Work to complete
Please rewrite the rows below with every "keypoint" changed to "marker" and nothing else altered. Leave the pictures out of your answer.

***

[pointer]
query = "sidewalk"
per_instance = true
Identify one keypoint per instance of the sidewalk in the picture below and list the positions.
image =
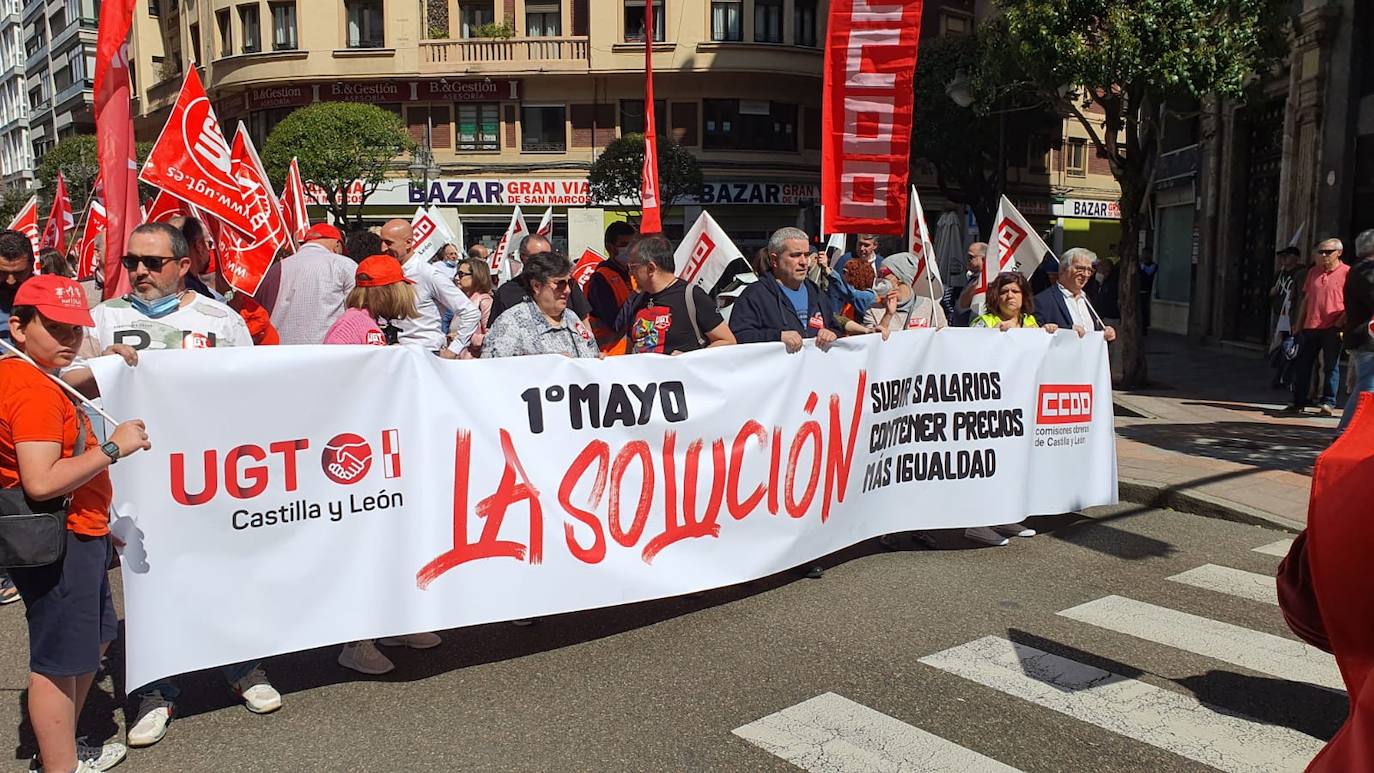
(1208, 435)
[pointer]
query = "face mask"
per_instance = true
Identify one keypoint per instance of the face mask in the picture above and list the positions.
(155, 309)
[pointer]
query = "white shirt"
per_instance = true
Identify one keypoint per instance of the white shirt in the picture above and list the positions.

***

Solution to the problem
[pointer]
query = "sidewalk"
per_instance = true
Identify one marker per instance of the sidewalk in the picture below and list the positions.
image =
(1208, 435)
[pointer]
query = "face mask"
per_instance = true
Identify one marker per instance of the face mask in the picture above and list the positions.
(155, 309)
[pointer]
query = "white shirt"
per_instance = true
Identify one marker per instance of the white shirt in the picture above and list the positions.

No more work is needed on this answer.